Teks Pilihan:
====

Dalam tulisannya di Frontiers in Marine Science, Vanessa melaporkan populasi ikan hiu 28 kali lebih tinggi di No-Take Zones atau Zona Terlarang dibanding kawasan terbuka untuk memancing. Ikan-ikan di terumbu karang juga lebih berlimpah.

Vanessa Jaiteh dan rekan-rekannya melanjutkan studi mereka dengan berbicara kepada para nelayan, yang mengatakan mereka memindahkan kawasan penangkapan ikan atau melakukan pekerjaan lain untuk mencari nafkah, termasuk pekerjaan ilegal, yakni mengangkut dan menjual bahan bakar kepada masyarakat lokal.

====

Bahan yang Disediakan:
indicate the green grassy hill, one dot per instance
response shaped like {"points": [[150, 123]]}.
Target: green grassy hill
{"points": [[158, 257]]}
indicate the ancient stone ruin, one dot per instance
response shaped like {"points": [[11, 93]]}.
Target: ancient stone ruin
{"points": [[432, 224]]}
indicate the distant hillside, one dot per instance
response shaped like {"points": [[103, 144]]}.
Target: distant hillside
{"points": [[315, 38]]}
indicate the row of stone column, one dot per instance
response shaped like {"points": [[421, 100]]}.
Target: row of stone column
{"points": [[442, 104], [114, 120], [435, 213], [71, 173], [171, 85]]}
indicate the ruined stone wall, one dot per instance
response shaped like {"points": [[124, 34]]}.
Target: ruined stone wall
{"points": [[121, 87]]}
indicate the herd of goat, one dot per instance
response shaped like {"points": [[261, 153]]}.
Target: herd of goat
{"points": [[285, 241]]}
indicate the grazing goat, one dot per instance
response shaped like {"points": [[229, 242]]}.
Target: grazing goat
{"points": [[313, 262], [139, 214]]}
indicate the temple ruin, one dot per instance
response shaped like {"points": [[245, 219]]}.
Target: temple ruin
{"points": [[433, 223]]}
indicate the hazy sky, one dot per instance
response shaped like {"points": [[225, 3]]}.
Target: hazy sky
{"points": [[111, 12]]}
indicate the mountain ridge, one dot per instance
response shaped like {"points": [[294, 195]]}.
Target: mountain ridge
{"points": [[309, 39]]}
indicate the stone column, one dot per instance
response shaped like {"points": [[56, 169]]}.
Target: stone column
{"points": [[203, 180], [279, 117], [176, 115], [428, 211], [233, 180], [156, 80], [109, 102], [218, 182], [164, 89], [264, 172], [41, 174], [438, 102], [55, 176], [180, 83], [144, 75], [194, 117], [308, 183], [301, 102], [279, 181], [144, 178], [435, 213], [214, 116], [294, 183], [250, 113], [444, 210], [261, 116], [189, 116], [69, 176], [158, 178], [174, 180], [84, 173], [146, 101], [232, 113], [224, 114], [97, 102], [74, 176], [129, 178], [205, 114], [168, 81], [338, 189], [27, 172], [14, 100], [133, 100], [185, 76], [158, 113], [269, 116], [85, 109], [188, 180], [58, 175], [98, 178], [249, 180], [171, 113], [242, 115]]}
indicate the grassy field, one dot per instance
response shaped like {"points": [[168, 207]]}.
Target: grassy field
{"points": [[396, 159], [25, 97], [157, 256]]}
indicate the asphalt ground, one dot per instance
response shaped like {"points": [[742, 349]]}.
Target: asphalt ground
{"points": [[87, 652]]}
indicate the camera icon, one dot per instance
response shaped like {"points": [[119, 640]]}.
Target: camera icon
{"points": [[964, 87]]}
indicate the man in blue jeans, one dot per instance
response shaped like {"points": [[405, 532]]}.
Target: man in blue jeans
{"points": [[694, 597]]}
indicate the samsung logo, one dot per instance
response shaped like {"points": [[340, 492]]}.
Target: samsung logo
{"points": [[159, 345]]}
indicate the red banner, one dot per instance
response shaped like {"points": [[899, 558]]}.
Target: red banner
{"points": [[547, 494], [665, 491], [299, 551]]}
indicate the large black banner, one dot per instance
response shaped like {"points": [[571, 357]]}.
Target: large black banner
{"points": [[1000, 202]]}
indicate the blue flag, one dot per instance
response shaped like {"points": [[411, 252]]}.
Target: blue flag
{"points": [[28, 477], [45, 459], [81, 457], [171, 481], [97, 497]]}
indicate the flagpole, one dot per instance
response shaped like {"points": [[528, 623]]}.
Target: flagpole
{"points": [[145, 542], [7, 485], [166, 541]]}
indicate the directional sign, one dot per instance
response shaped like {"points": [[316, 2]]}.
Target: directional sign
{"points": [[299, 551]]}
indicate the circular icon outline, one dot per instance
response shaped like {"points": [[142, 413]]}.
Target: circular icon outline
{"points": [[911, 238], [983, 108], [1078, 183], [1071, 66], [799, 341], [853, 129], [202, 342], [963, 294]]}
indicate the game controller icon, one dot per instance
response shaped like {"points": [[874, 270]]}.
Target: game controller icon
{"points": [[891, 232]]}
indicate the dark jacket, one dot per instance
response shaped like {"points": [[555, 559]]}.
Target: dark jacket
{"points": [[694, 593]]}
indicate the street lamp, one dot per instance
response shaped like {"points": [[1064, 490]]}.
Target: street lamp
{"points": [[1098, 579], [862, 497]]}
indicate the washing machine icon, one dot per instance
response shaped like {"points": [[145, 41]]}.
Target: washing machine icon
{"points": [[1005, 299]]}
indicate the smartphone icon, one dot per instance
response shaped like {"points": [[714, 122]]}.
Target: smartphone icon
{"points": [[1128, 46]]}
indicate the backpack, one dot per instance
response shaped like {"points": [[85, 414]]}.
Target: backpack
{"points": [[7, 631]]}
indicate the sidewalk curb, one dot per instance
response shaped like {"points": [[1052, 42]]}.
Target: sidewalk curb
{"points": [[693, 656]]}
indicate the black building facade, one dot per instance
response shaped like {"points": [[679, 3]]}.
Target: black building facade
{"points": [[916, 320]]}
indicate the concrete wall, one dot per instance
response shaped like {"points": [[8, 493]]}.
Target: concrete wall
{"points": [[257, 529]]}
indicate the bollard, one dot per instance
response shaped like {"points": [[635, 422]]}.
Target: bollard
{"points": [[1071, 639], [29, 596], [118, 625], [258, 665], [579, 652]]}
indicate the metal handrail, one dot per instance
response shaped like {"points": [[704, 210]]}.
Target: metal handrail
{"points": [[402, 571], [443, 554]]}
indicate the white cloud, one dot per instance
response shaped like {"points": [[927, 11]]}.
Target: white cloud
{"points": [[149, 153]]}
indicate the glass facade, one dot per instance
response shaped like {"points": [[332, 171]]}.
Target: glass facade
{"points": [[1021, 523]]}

====

Petunjuk Pengerjaan:
1 > Menurut teks pilihan, berapa kali lebih tinggi populasi ikan hiu di Zona Terlarang dibandingkan dengan kawasan yang terbuka untuk memancing?
2 > Tuliskan kembali hanya baris data mulai dari baris yang memuat "indicate the white" sampai dengan baris terakhir data, termasuk baris permintaannya. Naikkan setiap angka koordinat pada jawaban sebesar 145, tetapi biarkan angka pada permintaan dan contoh formatnya tidak berubah.
Teks pilihan dan baris-baris data tidak memiliki keterkaitan satu sama lain.

Jawaban Tertulis:
1 > 28 kali lebih tinggi.

2 >
indicate the white cloud, one dot per instance
response shaped like {"points": [[927, 11]]}.
Target: white cloud
{"points": [[294, 298]]}
indicate the glass facade, one dot per instance
response shaped like {"points": [[332, 171]]}.
Target: glass facade
{"points": [[1166, 668]]}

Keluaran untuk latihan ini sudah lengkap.